What lines below mention the word "window"? Copy each one.

--- Records to use Enclosed Below ---

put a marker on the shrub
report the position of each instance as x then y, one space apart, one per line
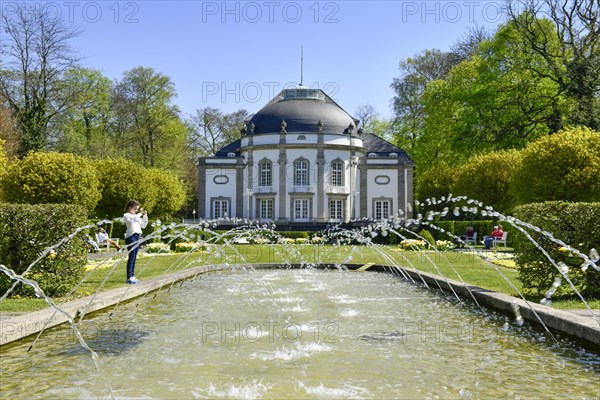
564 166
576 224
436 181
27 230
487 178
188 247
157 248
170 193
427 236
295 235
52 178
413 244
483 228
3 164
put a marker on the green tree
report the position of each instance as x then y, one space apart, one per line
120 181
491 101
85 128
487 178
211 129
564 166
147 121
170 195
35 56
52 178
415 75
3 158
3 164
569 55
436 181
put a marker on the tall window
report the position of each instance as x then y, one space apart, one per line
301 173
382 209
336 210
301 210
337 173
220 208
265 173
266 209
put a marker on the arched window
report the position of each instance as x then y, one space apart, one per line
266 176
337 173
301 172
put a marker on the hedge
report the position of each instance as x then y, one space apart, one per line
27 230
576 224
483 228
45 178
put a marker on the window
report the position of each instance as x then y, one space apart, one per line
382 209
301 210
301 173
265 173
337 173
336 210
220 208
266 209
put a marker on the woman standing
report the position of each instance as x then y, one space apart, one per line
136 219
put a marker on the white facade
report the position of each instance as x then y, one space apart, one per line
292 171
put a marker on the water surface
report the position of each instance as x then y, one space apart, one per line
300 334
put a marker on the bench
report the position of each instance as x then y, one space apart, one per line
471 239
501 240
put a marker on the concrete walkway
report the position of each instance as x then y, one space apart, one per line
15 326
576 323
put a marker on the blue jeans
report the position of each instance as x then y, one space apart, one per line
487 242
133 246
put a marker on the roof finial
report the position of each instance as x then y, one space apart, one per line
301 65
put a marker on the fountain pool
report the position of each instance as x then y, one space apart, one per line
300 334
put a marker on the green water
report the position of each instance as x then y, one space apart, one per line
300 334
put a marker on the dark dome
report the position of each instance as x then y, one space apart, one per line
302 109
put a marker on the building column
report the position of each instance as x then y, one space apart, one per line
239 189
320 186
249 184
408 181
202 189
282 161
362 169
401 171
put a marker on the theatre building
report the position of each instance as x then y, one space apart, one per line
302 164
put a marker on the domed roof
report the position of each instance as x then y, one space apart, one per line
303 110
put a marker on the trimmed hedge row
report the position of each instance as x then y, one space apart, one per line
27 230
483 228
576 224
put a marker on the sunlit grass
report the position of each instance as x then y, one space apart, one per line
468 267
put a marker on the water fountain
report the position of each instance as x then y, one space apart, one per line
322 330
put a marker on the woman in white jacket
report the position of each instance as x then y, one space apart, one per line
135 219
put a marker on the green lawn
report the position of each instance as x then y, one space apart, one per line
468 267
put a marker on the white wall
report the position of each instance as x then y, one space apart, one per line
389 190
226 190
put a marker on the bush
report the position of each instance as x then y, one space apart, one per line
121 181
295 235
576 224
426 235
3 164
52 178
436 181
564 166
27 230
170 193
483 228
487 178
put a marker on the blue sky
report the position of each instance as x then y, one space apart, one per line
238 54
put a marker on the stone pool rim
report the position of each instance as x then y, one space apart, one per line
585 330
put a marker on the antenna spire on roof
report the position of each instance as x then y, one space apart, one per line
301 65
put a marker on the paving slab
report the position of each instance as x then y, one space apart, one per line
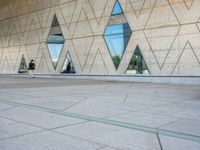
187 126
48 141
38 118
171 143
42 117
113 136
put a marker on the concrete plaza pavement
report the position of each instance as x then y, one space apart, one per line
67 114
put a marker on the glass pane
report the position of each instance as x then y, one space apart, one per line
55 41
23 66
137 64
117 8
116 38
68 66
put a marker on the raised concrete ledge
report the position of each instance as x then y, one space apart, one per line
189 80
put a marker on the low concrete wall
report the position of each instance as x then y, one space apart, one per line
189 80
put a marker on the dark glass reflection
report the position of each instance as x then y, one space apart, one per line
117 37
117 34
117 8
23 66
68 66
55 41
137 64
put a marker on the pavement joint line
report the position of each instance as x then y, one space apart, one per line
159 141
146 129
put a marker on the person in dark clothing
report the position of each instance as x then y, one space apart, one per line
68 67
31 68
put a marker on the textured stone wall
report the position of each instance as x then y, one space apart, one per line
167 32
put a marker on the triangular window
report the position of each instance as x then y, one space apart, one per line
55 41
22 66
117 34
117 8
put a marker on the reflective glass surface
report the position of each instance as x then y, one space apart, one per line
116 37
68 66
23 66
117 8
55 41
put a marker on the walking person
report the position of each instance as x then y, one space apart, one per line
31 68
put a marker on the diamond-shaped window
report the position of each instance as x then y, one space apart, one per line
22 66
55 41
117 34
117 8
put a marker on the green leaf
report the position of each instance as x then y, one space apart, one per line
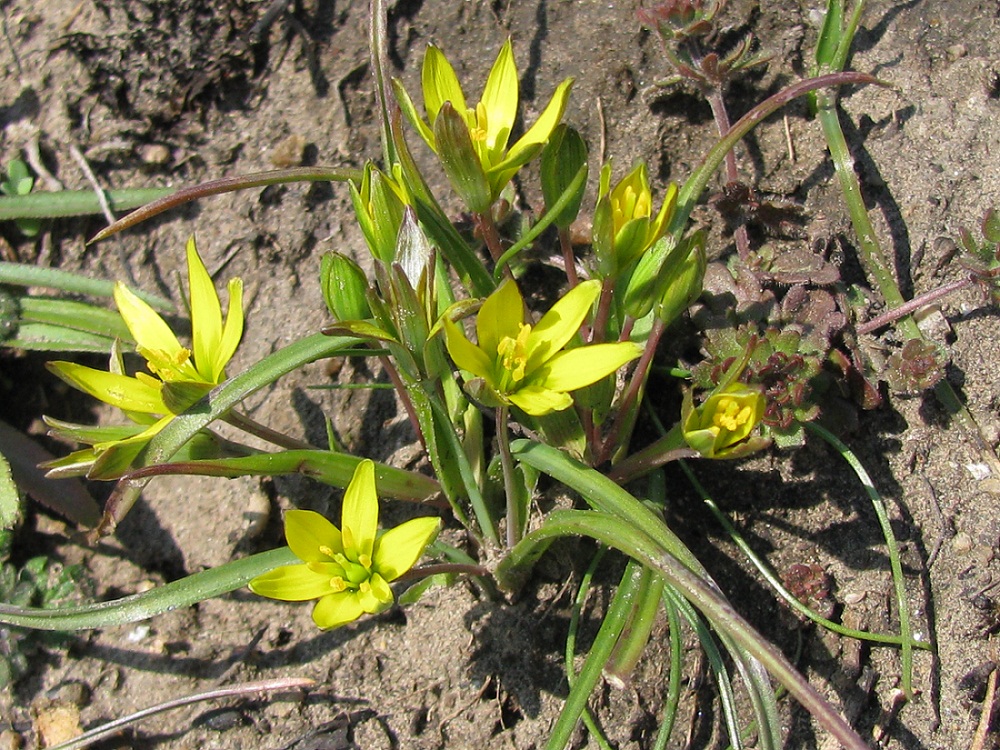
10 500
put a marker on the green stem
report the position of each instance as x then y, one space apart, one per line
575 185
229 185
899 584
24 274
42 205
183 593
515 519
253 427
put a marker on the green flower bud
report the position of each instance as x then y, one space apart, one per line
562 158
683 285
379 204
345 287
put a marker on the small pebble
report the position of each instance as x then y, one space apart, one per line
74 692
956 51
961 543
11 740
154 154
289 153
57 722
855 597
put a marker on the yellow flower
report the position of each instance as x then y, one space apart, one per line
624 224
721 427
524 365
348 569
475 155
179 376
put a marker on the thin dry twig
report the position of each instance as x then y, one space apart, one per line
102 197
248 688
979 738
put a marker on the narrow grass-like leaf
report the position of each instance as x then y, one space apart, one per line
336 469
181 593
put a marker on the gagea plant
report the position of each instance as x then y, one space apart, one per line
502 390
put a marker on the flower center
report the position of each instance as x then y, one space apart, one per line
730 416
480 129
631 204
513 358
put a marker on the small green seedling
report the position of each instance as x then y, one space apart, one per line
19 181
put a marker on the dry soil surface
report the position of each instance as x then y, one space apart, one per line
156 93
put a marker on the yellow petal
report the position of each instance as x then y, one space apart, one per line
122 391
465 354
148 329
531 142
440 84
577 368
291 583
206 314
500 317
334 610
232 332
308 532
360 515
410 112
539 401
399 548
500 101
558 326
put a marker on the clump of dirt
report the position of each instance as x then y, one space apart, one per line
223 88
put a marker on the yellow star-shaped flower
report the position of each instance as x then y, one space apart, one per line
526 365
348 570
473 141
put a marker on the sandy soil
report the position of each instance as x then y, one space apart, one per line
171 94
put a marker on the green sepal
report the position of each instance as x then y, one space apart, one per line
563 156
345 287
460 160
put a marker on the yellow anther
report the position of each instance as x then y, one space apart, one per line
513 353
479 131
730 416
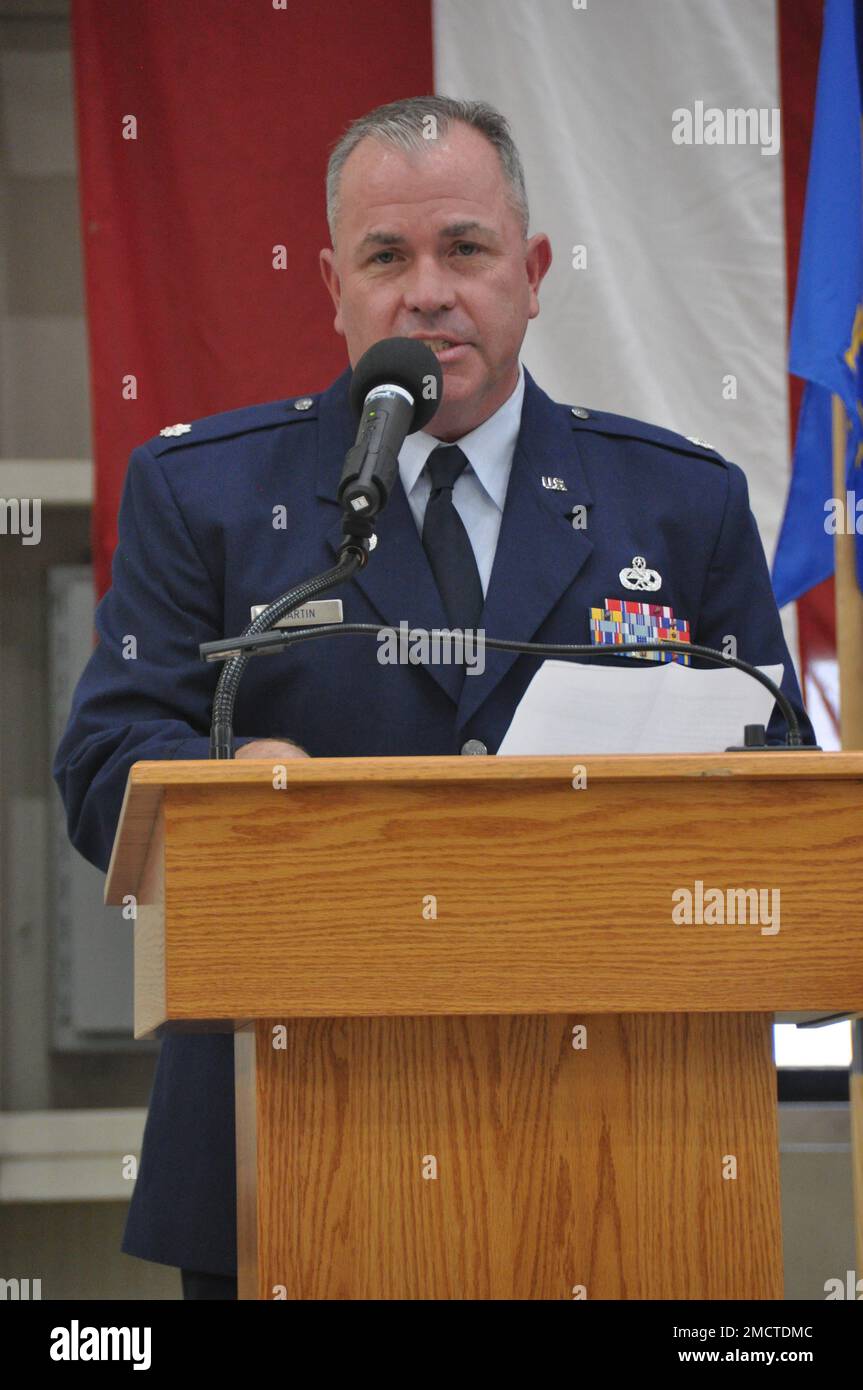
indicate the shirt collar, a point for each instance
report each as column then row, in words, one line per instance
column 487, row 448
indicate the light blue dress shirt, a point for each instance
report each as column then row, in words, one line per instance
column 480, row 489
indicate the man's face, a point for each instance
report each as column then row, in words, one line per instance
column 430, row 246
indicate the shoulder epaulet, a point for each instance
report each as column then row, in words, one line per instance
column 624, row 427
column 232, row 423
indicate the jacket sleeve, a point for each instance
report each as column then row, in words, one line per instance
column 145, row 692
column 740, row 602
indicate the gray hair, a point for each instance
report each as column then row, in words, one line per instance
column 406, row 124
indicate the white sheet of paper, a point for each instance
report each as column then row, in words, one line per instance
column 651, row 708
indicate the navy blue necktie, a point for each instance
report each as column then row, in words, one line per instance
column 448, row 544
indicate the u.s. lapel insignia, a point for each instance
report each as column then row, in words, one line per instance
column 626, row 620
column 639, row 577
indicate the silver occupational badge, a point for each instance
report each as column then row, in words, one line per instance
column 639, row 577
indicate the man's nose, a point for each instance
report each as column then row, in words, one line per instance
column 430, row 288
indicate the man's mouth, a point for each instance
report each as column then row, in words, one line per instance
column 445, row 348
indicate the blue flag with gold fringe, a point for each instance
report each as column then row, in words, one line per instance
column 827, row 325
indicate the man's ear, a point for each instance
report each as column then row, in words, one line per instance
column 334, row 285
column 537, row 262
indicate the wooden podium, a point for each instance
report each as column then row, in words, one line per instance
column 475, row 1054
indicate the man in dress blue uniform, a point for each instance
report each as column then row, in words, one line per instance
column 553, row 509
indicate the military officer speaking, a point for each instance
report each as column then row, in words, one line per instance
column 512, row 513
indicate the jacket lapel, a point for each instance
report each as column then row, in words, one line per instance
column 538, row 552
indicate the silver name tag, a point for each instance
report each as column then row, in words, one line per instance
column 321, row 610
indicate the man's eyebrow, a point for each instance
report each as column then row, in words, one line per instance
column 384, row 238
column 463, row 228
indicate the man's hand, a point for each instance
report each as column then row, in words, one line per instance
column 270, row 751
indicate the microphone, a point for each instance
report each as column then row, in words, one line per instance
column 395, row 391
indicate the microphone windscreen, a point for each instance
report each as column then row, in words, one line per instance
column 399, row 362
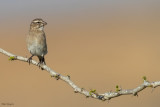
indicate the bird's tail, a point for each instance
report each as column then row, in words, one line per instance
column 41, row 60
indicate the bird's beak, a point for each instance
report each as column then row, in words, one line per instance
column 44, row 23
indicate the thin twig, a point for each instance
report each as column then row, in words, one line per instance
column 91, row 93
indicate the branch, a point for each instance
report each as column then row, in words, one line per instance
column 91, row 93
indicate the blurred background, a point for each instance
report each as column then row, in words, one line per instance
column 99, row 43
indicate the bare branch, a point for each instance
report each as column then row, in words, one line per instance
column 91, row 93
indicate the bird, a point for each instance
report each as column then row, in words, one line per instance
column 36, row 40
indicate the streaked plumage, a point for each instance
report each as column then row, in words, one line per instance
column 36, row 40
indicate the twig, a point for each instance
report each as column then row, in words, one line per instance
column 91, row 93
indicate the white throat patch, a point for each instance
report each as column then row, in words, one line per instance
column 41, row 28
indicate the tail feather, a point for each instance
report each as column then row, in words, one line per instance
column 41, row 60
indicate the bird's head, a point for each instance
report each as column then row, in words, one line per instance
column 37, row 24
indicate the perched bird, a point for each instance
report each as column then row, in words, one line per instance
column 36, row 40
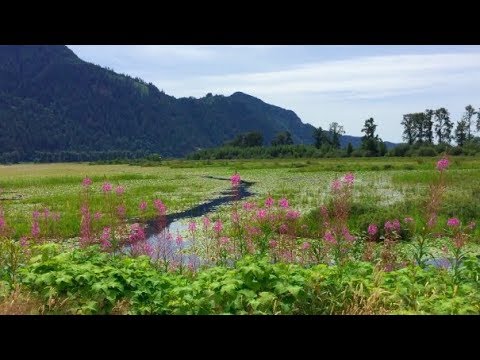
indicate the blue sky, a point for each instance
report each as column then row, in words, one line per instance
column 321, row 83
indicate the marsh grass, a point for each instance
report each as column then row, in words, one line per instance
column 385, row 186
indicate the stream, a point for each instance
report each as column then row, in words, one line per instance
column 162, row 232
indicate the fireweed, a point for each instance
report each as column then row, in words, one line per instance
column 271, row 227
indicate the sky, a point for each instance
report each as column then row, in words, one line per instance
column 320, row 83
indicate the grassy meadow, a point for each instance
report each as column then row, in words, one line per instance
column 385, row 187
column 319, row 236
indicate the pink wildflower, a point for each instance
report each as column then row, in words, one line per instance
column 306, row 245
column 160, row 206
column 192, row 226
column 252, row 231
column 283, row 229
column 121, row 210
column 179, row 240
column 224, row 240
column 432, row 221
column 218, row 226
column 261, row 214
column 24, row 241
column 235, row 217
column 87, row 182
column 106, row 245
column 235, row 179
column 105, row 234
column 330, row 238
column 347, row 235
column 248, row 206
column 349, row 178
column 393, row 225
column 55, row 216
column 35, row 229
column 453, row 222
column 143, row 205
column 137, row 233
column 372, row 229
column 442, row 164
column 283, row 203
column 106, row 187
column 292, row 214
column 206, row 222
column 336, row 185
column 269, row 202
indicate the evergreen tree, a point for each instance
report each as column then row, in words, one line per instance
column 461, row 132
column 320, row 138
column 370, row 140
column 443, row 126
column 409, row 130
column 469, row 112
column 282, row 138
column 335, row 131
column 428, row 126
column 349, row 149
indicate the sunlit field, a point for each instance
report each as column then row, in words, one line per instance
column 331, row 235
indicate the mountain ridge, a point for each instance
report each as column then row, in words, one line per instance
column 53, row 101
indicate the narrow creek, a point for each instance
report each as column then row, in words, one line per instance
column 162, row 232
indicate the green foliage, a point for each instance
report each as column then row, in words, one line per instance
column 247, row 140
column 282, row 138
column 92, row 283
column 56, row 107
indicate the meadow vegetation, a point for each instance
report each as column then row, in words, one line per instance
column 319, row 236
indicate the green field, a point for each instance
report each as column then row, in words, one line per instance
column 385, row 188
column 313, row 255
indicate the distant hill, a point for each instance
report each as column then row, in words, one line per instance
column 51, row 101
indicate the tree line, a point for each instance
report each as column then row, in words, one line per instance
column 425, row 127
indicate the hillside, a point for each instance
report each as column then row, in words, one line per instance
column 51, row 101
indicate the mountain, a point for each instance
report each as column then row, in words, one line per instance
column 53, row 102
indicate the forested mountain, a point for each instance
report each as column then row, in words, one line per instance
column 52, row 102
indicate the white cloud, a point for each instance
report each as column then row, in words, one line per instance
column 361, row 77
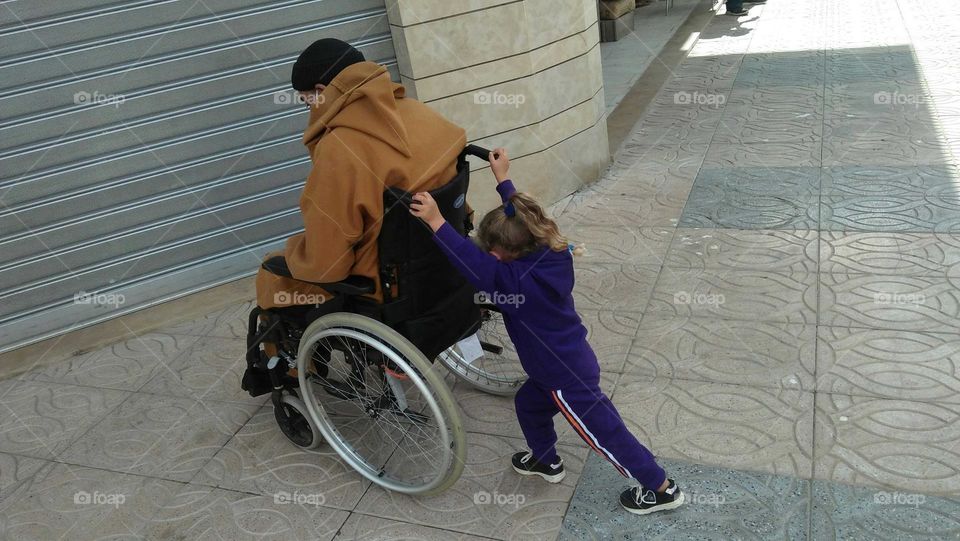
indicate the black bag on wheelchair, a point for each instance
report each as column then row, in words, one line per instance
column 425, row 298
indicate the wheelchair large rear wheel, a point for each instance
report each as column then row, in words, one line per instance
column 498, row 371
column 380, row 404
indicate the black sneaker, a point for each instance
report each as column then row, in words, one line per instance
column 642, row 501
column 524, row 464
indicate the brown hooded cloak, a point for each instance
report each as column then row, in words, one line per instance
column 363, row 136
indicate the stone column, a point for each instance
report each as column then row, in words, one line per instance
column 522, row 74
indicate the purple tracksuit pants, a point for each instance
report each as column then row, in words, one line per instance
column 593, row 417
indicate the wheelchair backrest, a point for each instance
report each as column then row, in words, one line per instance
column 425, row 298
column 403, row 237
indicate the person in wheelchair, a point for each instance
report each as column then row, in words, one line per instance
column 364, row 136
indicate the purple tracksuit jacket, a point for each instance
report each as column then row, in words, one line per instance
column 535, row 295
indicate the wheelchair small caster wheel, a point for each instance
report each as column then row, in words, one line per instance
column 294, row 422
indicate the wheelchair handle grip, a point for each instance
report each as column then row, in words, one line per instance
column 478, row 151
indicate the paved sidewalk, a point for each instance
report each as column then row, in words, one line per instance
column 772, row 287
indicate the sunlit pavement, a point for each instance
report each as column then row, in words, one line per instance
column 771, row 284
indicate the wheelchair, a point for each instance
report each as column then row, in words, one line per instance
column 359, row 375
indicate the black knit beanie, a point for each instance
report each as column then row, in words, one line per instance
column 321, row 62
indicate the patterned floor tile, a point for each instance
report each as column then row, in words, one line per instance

--- End of Enclosed Records to use ---

### [Written response]
put a marker on the tall window
put a marker on the arched window
put a marker on the window
put a marker on the triangular window
put a marker on the diamond-shaped window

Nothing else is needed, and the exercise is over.